DIRECTION: Update all the entries below by changing "Batch job #47" to "Batch job #52" and leaving every other part of each line untouched.

(A block of data)
┄┄┄┄┄┄

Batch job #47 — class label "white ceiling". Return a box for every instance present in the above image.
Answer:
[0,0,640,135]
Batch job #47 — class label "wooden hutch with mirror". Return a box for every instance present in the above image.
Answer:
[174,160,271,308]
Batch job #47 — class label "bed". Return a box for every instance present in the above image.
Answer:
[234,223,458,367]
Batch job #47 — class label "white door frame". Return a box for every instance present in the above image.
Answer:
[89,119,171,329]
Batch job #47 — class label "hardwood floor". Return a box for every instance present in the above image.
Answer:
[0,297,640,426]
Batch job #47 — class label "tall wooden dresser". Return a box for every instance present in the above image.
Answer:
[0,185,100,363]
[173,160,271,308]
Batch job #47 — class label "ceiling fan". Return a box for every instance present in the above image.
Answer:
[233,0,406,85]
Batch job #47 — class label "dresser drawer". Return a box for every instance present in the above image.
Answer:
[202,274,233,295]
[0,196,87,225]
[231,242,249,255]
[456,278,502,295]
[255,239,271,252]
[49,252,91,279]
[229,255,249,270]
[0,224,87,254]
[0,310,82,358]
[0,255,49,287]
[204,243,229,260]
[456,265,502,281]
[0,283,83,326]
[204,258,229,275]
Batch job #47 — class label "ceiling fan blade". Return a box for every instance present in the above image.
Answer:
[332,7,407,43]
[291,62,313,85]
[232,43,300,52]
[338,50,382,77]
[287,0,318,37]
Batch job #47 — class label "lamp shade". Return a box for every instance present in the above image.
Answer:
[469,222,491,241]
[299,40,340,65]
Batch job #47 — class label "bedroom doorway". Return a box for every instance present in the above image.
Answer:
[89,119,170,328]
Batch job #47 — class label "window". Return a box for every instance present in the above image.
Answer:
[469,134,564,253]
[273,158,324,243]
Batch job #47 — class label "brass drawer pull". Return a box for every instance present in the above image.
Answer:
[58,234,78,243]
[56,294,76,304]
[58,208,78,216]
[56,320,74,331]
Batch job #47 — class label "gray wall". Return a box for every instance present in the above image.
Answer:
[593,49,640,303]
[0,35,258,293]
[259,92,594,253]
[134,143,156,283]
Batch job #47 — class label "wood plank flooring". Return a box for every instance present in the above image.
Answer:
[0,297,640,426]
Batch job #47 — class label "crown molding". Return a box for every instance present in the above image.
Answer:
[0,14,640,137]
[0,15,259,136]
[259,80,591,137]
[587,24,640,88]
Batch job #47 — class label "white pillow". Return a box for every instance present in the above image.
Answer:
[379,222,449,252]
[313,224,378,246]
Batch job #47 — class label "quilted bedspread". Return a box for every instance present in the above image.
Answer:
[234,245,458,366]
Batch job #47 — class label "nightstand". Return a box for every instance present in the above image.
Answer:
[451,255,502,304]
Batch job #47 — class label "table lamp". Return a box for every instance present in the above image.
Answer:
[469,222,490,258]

┄┄┄┄┄┄

SOLUTION TO THIS PROBLEM:
Batch job #52 — class label "white ceiling". Return a box for every instance present in the above image.
Answer:
[0,0,640,135]
Batch job #52 — class label "wooden hutch with mirror". Return a box for every instance present in the above image.
Answer:
[174,160,271,308]
Batch job #52 — class label "bed". Return a box for every instance present in the above image.
Answer:
[234,223,458,367]
Batch job #52 — class label "white door frame". Return a box for every instance present in the above image.
Answer:
[89,119,171,329]
Batch job #52 — class label "hardwood floor". Return a box for every instance present in the above image.
Answer:
[0,297,640,426]
Batch job #52 — class label "tall wooden dresser". Return a box for every instance present in the above image.
Answer:
[0,185,100,363]
[173,160,271,308]
Batch job #52 — class label "ceiling fan". Return a box for every instance present in the above image.
Answer:
[233,0,406,85]
Batch job #52 — class label "dresser drawer". Return a box for every instance present in the above image.
Answer:
[202,274,233,295]
[0,196,87,225]
[231,242,249,255]
[456,278,502,295]
[255,239,271,252]
[49,252,91,279]
[229,255,249,270]
[0,224,87,254]
[0,310,82,358]
[0,255,49,287]
[204,243,229,260]
[456,265,502,281]
[0,283,83,326]
[204,258,229,275]
Batch job #52 — class label "ceiling fan blade". Return a box for every instance present in the above image.
Answer:
[332,7,407,43]
[291,62,313,85]
[232,43,300,52]
[338,50,382,77]
[287,0,318,37]
Batch job #52 — class label "lamp shade". Return a box for every instance present in the above image.
Answer:
[469,222,491,241]
[299,40,340,65]
Batch job #52 — class label "bedroom doorway". Return a box for every instance present in the above image.
Answer:
[89,119,170,328]
Batch job #52 — class label "window". Return a box for every instance present in the above image.
Answer:
[469,134,564,253]
[273,158,324,243]
Batch job #52 — class label "brass drawer pull". Return a box for every instance present in the above image.
Answer:
[58,234,78,243]
[56,294,76,304]
[58,208,78,216]
[56,320,74,331]
Batch job #52 — class label "gray wall". Return a box for every instance present in the above image.
Answer:
[593,49,640,303]
[0,35,258,293]
[259,92,594,253]
[134,143,156,283]
Batch job #52 — class label "wood plank flooring". Return a box for every instance present in the above image.
Answer:
[0,297,640,426]
Batch job #52 — class label "crown molding". Return a box for every instance present in the above image.
Answer:
[0,14,640,137]
[0,15,259,136]
[259,80,591,137]
[587,24,640,88]
Batch job #52 — class label "white pillow". Return a box for every instance present in the above image.
Answer:
[379,222,449,252]
[313,224,378,246]
Batch job #52 — class label "quilted bedspread". Return a box for every instance present in the above image.
Answer:
[234,245,458,366]
Batch job #52 — class label "nightstand". Return a box for every instance present in the above image.
Answer:
[451,255,502,304]
Batch job #52 — class label "table lamp". Return a box for every instance present in the above image.
Answer:
[469,222,490,258]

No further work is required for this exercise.